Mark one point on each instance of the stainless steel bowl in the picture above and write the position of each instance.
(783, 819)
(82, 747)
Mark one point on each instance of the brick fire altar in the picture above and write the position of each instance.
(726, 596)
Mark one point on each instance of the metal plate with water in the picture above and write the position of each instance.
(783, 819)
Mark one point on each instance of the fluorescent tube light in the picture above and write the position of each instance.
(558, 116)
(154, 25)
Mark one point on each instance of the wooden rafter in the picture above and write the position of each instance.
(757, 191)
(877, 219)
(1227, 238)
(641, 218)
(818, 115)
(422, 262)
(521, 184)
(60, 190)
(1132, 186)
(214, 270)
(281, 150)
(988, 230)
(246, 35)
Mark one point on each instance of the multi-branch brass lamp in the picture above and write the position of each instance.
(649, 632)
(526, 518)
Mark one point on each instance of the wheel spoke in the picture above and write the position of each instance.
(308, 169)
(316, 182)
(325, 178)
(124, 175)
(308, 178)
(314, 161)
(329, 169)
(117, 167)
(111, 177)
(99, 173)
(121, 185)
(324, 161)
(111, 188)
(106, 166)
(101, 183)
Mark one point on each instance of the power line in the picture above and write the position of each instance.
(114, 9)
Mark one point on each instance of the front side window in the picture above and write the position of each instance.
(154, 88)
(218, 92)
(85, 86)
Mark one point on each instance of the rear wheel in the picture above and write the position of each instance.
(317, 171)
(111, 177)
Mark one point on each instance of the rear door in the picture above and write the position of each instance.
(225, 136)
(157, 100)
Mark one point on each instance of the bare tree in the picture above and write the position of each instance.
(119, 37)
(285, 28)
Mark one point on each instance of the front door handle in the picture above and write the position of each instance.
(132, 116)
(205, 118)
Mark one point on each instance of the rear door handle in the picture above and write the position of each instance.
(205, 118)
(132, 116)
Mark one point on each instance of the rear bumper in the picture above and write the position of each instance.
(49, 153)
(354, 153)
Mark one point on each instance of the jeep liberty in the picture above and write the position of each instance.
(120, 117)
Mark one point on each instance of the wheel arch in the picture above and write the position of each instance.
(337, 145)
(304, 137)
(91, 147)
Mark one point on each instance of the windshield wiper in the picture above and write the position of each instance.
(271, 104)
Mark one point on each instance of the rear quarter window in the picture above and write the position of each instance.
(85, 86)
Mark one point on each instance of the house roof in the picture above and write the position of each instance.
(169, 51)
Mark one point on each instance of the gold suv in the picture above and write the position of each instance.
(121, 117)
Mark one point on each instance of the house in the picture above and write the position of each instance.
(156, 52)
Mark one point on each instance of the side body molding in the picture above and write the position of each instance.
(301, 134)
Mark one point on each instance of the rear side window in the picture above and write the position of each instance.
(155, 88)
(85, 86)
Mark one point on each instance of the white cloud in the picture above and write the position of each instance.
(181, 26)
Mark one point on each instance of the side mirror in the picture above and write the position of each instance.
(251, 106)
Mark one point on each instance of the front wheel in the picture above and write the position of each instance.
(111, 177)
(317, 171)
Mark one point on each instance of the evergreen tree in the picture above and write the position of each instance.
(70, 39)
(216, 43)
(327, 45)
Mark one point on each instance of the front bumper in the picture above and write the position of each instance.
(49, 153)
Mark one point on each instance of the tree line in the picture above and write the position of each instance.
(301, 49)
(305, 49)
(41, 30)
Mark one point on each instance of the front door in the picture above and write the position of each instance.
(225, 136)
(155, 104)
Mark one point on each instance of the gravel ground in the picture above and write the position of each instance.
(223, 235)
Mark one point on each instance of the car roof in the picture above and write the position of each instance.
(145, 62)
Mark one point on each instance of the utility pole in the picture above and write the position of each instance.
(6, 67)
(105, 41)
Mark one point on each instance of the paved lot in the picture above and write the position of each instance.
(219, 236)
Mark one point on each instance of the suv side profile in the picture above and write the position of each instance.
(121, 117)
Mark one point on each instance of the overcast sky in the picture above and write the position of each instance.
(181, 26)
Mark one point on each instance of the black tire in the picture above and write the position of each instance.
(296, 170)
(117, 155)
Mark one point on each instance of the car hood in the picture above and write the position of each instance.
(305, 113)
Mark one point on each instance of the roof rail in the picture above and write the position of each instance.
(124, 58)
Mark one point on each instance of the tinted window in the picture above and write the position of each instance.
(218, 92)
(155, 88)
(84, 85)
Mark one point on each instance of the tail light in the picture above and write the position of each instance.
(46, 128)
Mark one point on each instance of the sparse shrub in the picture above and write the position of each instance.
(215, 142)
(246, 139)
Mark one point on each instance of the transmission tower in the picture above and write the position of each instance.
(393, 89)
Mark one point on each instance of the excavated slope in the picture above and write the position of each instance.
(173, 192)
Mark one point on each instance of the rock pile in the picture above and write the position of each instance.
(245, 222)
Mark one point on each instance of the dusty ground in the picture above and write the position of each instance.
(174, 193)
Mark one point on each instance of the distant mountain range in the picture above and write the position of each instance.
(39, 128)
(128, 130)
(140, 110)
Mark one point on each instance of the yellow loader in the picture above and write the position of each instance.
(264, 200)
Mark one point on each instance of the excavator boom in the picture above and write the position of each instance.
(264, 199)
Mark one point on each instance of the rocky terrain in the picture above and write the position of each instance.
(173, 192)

● ● ●

> _Exercise objective_
Print from the line containing "Mark one point on each instance of the tail" to the last line above, exactly as written.

> _Final result_
Mark one point on each instance of the tail light in the picture above and write the position of each instance.
(46, 128)
Mark one point on each instance of the sparse shrub in the picture above and write the position of each instance.
(215, 142)
(246, 139)
Mark one point on each instance of the transmission tower in the picture above and write the position of each instance.
(393, 89)
Mark one point on each instance of the excavated slope in the picture above and write the position of each instance.
(173, 192)
Mark one point on each instance of the rock pile in the picture above and write the position of each instance.
(245, 222)
Mark one point on each instance of the dusty ground in the picture above and write the position of each instance.
(174, 193)
Mark one point on each instance of the distant mountain range in the picture above and write the position of each instance.
(39, 128)
(128, 130)
(140, 110)
Mark one point on each instance of the yellow loader in the picture above and write the position of each instance.
(264, 200)
Mark one point on each instance of the excavator boom in the picture above and write the position of each instance.
(264, 199)
Mark one point on each instance of the rocky terrain in the picture above and write the position of each instance.
(173, 192)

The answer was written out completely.